- **Work to be completed**
Reproduce the data unchanged, beginning at the line that contains "target | grass lawn" and running through the end of the data.

○ ○ ○

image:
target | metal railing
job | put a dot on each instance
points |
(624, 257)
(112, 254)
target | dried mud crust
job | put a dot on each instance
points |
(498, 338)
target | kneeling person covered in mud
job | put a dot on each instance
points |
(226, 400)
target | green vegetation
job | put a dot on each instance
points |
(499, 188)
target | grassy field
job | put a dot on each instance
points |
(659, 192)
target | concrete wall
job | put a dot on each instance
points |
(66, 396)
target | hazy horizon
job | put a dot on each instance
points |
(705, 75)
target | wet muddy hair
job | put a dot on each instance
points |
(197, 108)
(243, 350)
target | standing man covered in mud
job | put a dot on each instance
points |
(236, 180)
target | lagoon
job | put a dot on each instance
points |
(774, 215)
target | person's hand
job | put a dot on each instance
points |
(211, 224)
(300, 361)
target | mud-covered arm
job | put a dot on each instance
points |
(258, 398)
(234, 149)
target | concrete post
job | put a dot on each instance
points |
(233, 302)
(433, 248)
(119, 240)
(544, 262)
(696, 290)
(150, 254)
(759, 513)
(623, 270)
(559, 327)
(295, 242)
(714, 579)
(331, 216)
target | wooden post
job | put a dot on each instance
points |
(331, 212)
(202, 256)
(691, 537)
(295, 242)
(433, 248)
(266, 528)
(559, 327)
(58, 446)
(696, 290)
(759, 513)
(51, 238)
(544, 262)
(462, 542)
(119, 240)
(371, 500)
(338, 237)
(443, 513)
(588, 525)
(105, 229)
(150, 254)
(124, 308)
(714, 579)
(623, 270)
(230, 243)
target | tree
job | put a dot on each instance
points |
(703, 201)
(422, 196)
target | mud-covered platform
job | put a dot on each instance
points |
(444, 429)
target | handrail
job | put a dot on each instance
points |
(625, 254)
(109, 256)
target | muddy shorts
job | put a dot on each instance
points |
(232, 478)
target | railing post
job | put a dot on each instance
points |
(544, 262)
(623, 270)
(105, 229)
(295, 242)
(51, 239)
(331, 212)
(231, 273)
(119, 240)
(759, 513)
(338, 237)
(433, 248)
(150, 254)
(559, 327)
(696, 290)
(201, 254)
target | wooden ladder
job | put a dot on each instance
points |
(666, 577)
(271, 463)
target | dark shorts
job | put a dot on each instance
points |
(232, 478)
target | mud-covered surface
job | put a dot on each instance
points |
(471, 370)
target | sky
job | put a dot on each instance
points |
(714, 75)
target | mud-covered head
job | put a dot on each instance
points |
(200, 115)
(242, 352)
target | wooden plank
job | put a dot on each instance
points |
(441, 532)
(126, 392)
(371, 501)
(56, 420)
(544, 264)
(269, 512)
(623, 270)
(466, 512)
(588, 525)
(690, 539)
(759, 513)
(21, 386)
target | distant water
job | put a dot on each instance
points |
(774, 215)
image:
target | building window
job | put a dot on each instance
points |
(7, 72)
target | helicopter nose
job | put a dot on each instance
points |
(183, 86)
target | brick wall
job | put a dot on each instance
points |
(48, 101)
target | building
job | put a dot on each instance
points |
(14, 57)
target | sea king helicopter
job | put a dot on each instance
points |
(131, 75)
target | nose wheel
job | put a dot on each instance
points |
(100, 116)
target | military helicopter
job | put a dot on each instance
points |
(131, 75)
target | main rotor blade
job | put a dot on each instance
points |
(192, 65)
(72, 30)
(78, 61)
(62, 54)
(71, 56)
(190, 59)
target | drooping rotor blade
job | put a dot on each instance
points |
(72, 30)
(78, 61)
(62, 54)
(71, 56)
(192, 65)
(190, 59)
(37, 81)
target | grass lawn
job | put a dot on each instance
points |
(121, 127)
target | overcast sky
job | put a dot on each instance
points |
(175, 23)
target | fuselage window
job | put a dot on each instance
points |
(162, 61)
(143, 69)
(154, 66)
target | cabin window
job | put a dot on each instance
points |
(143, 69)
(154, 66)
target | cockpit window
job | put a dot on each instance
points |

○ ○ ○

- **Written response**
target | grass lawn
job | put a dot on each instance
points |
(121, 127)
target | overcast sky
job | put a dot on each instance
points |
(175, 23)
target | fuselage window
job | put a dot on each instance
points |
(162, 61)
(143, 69)
(154, 66)
target | cabin window
job | put a dot on each instance
points |
(143, 69)
(154, 66)
target | cockpit window
job | put a dot on each instance
points |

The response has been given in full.